— start —

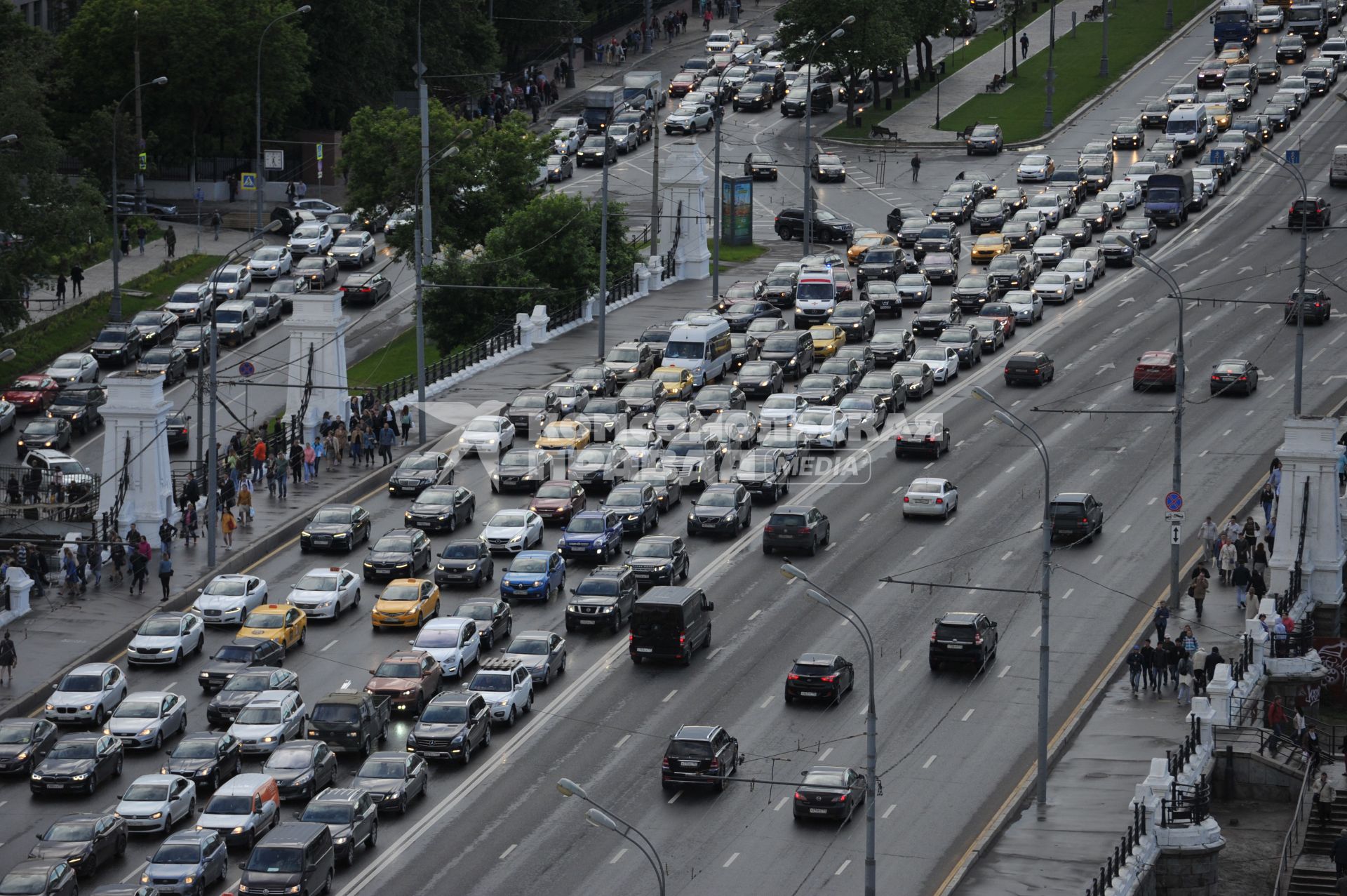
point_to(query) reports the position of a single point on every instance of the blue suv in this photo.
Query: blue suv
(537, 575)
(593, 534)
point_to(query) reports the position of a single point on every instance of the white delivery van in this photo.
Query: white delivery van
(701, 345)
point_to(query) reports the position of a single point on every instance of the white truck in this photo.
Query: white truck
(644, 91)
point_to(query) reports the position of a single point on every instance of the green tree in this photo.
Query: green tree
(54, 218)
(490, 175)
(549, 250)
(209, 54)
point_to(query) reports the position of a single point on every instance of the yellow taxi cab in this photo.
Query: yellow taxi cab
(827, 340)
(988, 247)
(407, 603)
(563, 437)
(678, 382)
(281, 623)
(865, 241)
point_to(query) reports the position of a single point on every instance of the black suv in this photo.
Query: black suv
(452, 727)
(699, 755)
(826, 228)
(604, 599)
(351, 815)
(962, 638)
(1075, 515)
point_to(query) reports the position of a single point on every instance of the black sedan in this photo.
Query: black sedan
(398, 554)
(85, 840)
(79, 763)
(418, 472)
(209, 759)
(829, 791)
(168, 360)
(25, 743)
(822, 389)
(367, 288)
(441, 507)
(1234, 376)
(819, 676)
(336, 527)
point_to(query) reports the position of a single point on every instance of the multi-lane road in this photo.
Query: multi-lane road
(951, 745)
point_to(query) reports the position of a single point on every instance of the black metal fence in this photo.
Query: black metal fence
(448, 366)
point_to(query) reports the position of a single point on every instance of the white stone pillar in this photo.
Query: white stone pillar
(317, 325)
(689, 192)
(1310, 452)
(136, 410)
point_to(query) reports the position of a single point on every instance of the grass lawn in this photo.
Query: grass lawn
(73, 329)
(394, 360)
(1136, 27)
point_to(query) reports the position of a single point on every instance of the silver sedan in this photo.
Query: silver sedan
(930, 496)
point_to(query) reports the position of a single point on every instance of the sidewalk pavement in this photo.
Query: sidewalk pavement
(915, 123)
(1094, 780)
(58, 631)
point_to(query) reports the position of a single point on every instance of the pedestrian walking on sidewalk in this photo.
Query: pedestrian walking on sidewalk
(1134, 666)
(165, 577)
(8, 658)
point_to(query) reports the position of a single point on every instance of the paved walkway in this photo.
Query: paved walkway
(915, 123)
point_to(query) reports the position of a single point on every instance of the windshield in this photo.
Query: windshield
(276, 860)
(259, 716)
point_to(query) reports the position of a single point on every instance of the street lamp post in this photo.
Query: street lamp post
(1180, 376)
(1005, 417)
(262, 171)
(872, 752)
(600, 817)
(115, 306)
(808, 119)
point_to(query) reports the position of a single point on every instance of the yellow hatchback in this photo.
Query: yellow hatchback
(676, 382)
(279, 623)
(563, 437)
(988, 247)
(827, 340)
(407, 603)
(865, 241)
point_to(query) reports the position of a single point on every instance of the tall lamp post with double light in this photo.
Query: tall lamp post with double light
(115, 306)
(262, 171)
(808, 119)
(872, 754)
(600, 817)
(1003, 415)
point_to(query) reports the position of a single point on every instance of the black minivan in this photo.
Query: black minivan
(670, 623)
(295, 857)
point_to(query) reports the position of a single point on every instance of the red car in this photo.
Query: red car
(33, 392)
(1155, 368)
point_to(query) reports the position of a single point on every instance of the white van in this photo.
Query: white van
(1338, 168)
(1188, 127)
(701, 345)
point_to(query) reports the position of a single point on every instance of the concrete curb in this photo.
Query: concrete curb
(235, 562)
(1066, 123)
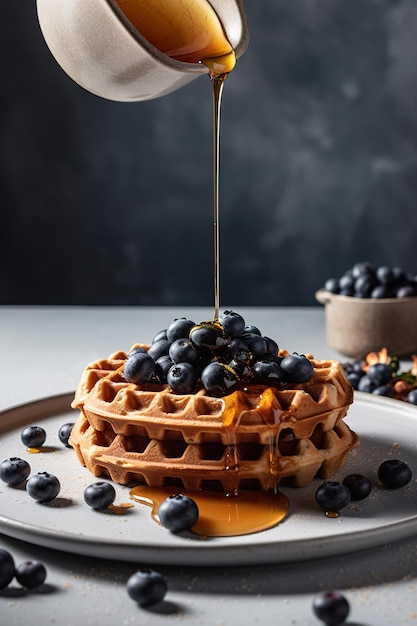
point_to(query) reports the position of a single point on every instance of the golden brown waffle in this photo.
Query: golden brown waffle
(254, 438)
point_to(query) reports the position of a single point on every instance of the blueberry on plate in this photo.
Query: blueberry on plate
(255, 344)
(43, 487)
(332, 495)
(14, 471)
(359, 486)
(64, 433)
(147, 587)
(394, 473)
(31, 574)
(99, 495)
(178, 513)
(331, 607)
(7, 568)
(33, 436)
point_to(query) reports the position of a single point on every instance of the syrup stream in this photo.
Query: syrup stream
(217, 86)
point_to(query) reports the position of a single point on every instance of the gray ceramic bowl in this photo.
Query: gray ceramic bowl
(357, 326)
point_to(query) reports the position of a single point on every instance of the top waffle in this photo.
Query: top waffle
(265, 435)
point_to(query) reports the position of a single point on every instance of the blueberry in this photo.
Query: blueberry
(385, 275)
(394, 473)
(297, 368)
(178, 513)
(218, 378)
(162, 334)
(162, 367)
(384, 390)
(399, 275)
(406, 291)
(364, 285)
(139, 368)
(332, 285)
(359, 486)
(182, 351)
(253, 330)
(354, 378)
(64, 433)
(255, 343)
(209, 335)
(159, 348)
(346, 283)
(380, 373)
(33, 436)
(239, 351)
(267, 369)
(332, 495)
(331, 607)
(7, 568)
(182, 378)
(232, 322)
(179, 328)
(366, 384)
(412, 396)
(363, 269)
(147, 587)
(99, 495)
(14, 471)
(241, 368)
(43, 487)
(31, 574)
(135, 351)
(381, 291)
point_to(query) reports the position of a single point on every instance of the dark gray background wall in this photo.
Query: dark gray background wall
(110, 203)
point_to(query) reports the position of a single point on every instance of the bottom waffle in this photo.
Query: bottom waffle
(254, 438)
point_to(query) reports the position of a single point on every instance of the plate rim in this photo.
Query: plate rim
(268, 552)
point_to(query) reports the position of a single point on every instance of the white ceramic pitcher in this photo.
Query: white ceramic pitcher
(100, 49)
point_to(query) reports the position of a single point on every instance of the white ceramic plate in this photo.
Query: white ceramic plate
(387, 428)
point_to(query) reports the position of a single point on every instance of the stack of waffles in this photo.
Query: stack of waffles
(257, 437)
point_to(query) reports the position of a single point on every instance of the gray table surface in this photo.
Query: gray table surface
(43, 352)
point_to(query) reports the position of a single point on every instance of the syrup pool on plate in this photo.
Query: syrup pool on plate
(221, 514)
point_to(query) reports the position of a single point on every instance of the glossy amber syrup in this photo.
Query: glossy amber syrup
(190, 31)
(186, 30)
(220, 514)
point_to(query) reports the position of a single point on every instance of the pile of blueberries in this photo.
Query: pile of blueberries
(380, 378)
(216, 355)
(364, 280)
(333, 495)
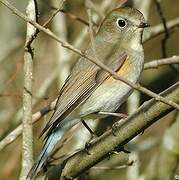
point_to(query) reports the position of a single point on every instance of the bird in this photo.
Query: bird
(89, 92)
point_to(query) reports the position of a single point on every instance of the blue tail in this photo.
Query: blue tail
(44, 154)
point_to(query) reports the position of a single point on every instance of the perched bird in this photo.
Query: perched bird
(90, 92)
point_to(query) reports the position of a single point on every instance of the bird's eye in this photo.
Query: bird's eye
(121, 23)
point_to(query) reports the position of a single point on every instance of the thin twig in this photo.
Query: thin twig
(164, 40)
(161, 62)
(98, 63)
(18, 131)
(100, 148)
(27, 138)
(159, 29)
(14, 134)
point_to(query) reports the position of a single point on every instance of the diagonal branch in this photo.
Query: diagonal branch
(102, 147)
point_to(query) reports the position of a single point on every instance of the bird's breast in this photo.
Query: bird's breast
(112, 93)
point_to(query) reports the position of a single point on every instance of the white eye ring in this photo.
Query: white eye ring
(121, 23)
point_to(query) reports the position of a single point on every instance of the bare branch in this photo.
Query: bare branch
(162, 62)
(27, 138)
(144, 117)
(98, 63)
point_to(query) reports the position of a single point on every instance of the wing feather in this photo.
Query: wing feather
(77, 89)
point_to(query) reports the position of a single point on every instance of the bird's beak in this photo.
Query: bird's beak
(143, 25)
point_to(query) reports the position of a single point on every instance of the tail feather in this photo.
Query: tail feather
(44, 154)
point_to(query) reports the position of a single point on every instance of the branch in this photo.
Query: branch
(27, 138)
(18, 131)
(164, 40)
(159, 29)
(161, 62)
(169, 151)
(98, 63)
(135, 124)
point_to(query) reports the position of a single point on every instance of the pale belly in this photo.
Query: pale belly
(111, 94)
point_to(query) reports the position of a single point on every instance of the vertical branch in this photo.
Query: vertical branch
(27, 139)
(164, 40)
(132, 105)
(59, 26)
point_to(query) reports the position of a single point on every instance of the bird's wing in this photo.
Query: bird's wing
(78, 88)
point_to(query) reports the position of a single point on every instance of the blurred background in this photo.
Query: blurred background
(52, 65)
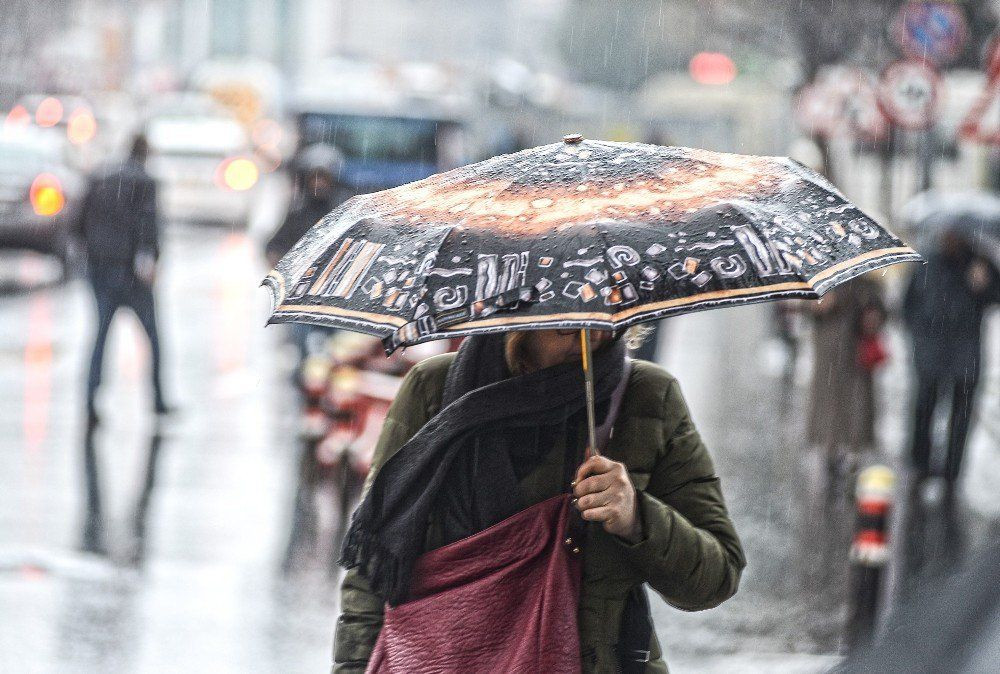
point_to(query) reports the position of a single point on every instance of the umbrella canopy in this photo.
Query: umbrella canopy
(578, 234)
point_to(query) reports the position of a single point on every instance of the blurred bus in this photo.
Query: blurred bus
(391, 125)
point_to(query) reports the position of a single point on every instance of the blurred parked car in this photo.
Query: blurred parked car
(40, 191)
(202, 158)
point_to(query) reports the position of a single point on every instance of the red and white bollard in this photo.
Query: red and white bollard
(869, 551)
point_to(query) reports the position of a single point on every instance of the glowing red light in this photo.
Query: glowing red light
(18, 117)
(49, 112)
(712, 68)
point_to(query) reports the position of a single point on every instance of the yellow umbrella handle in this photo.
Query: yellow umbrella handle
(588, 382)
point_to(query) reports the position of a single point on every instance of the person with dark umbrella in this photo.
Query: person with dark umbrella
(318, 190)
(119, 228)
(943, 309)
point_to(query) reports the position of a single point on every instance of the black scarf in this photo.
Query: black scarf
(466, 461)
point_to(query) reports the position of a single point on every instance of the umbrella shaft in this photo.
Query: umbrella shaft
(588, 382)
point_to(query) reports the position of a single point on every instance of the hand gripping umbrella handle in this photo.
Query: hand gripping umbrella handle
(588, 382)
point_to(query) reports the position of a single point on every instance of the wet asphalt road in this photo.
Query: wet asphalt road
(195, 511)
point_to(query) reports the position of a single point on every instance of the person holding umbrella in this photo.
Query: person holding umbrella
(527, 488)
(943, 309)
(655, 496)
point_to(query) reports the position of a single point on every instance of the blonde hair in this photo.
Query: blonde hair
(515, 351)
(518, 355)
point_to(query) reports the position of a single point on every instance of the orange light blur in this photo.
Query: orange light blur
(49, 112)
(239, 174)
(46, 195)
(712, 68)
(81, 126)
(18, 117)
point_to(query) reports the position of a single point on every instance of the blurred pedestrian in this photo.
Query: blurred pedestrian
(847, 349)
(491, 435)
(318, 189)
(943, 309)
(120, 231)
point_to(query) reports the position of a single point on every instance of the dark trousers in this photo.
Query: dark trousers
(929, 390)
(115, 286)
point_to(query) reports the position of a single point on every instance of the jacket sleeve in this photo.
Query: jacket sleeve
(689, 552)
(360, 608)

— end —

Beginning with the line that contains "red light in this photo.", repeat every line through the end of the records and nothing more.

» Finished exercise:
point_to(query) reports the position of a single point on every instance of the glowing red light in this photo.
Query: glowing red light
(18, 117)
(49, 112)
(712, 68)
point_to(query) reports the position of a single point on every instance of the yellow umbrella handle in this photo.
Query: yellow umbrella handle
(588, 382)
point_to(query) reports the position of a single point on every instance of the person with dark umbrella in this photo.
Query: person with dark umbrella
(318, 190)
(119, 228)
(943, 309)
point_to(query) reports the position of a single point on every instance of the black scarf in this photo.
Query: black scarf
(466, 461)
point_to(query) reports the position of a single point on every instance of the umbrella shaft in this photo.
Query: umbrella shaft
(588, 382)
point_to(query) reports the position of a single point on every instance of the hand gripping umbrella handle in this photo.
Query: hand gripping umbrella handle
(588, 382)
point_to(query) reports the position of a single point on every instance of the wet asphalt road in this photo.
Query: wet asphalt road
(195, 511)
point_to(query) reports the position of a single point on every instance of the person holding umbrella in this photo.
Query: person holding umbrella
(527, 488)
(943, 309)
(655, 496)
point_to(query) reports the position of a single point on every instance of the blonde hair in this photo.
Query: blonde hair
(515, 351)
(518, 355)
point_to(query) reports the position of a single point on every instance of the orange light blur in this photo.
Query: orange light blur
(49, 112)
(239, 174)
(46, 195)
(712, 68)
(81, 126)
(18, 117)
point_to(query) reports the position of a single point on every instance of the blurred pedestrian in this photo.
Query: blurred pedestrian
(847, 349)
(491, 435)
(318, 189)
(943, 309)
(120, 231)
point_to(query) reports the position of a single point on every instance of the dark trousers in this photo.
Query: dark trousers
(929, 390)
(115, 286)
point_to(query) reports the position of a single point on every instance of the jacket sleeve in this photo.
Query: jacket sleeve
(689, 552)
(360, 608)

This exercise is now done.